* _DATA SECTION_:
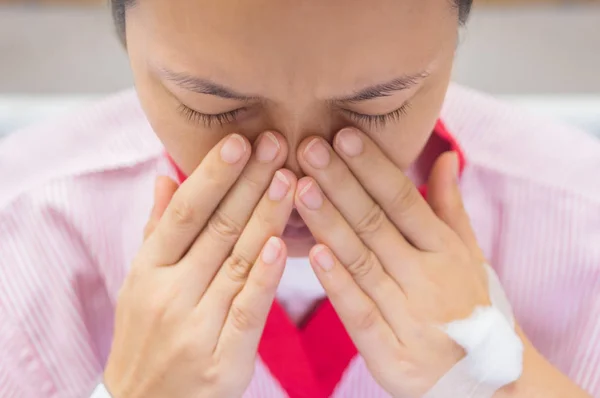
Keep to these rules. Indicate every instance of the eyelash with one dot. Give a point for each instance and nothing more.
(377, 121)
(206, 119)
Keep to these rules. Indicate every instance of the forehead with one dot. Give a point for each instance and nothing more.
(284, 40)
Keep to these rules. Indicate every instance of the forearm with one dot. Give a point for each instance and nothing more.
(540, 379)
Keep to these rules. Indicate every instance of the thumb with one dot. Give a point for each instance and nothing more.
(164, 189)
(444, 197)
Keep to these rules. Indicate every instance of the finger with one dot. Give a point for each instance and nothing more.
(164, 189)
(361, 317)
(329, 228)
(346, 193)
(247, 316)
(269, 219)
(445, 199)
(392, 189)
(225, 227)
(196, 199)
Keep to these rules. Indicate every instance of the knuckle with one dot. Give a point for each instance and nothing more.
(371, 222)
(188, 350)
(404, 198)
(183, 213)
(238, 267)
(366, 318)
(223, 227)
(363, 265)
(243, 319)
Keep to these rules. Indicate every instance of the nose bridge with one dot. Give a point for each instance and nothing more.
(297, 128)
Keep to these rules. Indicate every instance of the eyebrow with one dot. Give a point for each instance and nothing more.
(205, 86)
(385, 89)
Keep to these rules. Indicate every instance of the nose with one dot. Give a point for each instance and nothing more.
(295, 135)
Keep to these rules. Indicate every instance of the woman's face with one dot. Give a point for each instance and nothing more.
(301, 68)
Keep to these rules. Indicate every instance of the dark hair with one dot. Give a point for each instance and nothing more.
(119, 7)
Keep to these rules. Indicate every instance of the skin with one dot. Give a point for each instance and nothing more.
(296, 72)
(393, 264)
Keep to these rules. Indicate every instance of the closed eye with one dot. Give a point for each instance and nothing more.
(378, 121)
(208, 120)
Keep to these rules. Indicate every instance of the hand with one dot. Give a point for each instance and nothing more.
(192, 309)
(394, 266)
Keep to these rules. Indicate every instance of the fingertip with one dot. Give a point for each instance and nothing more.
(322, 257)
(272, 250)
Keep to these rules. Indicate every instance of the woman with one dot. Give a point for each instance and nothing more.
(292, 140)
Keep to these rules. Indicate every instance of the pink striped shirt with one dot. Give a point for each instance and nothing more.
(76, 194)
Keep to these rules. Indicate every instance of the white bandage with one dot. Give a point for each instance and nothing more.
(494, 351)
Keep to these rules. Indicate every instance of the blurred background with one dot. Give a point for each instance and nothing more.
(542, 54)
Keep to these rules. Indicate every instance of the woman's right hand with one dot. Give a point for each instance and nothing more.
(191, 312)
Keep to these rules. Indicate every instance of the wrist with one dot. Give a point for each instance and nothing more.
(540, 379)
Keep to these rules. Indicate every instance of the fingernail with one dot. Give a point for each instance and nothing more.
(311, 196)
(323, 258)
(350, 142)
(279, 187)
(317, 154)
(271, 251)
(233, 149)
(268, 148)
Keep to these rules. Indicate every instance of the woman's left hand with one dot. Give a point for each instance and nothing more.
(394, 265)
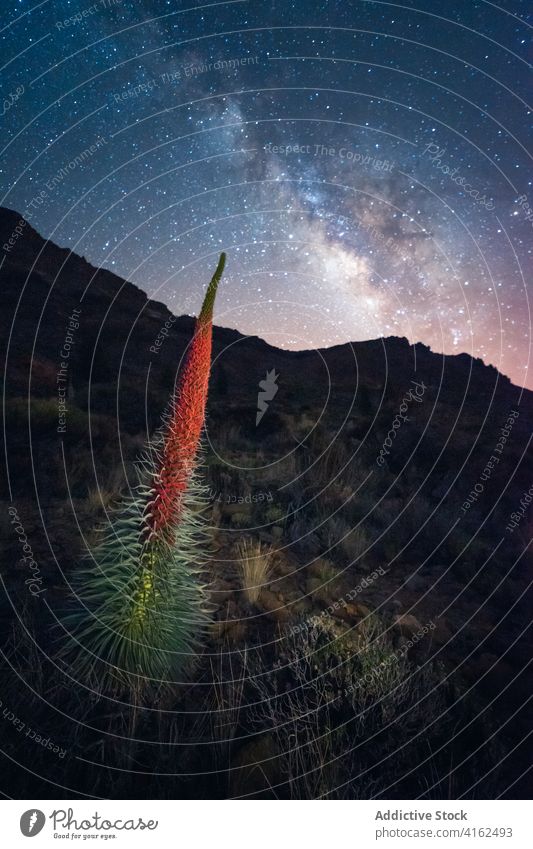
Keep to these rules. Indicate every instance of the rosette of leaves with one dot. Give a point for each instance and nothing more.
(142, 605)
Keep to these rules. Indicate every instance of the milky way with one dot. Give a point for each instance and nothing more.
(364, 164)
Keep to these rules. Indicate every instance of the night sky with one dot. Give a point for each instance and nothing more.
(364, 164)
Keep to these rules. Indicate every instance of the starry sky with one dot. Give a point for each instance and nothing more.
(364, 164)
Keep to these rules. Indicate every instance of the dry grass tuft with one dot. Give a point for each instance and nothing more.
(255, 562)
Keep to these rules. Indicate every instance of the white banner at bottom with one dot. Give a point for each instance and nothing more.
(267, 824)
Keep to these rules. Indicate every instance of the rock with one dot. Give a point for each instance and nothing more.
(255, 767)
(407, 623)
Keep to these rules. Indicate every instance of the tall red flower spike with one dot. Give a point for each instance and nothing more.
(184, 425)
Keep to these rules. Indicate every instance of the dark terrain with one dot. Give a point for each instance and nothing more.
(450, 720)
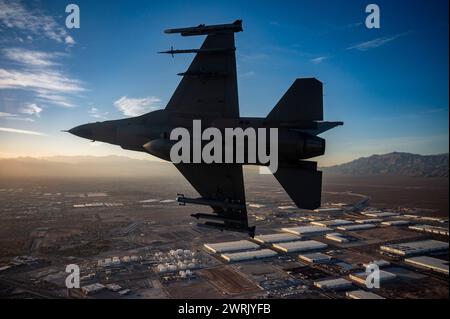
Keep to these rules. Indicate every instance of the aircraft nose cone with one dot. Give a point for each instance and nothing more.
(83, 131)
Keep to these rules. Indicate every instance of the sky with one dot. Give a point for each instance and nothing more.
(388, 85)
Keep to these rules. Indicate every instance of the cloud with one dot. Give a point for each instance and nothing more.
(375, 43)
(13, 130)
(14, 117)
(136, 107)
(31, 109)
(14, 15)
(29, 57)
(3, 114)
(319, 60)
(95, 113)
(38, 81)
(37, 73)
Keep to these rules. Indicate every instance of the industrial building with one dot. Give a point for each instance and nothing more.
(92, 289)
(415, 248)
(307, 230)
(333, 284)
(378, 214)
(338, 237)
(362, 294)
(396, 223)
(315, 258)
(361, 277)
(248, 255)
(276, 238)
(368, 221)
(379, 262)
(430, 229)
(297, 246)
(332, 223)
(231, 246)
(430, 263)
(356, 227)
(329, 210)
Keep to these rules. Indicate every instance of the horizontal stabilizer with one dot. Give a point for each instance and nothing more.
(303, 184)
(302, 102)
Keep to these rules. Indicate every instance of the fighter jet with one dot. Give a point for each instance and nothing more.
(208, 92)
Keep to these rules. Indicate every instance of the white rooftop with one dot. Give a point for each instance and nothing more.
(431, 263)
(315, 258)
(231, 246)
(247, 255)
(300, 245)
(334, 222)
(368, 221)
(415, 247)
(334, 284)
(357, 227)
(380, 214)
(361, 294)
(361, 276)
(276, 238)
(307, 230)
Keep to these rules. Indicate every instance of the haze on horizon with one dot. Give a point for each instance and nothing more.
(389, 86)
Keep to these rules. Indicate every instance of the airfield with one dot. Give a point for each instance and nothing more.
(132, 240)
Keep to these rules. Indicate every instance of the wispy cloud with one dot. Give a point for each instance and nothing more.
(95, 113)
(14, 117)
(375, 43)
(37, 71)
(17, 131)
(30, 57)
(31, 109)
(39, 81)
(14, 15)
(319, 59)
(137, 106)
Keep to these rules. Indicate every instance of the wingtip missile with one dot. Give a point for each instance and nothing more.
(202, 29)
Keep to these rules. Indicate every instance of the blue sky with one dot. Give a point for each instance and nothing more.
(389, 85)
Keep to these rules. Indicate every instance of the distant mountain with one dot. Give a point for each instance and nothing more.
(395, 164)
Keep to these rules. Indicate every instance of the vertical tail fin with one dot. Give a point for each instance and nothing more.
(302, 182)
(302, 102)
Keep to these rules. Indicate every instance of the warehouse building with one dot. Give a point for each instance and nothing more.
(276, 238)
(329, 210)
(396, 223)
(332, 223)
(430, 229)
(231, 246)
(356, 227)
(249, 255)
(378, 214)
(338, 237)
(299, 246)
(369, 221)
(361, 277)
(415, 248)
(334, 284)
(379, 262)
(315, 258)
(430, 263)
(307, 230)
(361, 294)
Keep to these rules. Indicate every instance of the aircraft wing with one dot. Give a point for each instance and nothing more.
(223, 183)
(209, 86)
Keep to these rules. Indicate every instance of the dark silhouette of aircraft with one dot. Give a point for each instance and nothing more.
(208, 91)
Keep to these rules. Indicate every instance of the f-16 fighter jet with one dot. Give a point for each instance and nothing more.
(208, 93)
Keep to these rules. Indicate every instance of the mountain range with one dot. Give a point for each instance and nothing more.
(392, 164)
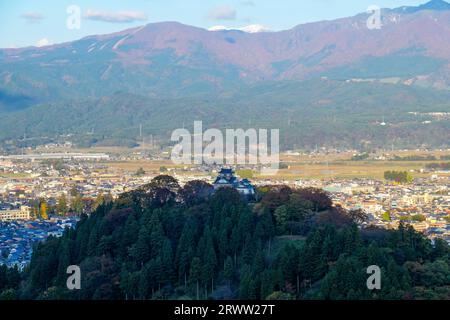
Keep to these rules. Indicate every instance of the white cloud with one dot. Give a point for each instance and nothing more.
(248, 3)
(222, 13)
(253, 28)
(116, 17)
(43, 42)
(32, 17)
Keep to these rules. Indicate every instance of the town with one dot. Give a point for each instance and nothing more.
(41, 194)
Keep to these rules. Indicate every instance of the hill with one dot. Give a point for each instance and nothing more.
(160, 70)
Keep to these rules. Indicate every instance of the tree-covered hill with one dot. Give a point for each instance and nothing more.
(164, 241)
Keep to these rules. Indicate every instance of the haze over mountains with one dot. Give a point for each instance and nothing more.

* _DIRECTIONS FOR THIS TASK_: With the pictures left out, please output each line from the one containing "Keep to these rules. Indicate every instance of the warehouse" through the end of the entries, exactly as it is.

* _TASK OUTPUT_:
Keep to these rules. Indicate every instance of the warehouse building with one dot. Give a point for each instance and nothing more.
(276, 238)
(329, 210)
(396, 223)
(332, 223)
(430, 229)
(231, 246)
(356, 227)
(249, 255)
(378, 214)
(338, 237)
(299, 246)
(369, 221)
(361, 277)
(415, 248)
(334, 284)
(379, 262)
(315, 258)
(430, 263)
(307, 230)
(361, 294)
Keep to these rules. Indicate every instance of the aircraft wing with one dot. Give a point for each instance and nothing more.
(223, 183)
(209, 86)
Keep to these rules. Indicate every instance of the dark silhouette of aircraft with one dot. Give a point for each instance and nothing more.
(208, 91)
Keep to these rules. Indicate every instance of the f-16 fighter jet with one dot. Give a point for each instance and nothing more.
(208, 93)
Keep to these rules. Indicate every instance of the mountain range with one dot. Give a point for each instance and nothing more.
(392, 164)
Keep to these rules. Indicate every instance of the white cloud with one dot. Give a point for each instance and nothing more.
(248, 3)
(222, 13)
(253, 28)
(116, 17)
(43, 42)
(32, 17)
Keep to these rules. Indicate every instance of the town with one dot. Give a point for each instance and nothing more.
(41, 194)
Keep to these rules. Indicate every instance of the hill with one dot. Give a point for each instance and nothing more.
(160, 70)
Keep to these rules. Indicate every instance of the tree-covered hill with one dot. Give a point for each instance and nothing more.
(164, 241)
Keep to these rules. Indicate every instance of the haze over mountains with one dot. Give a point for each instance and nothing more.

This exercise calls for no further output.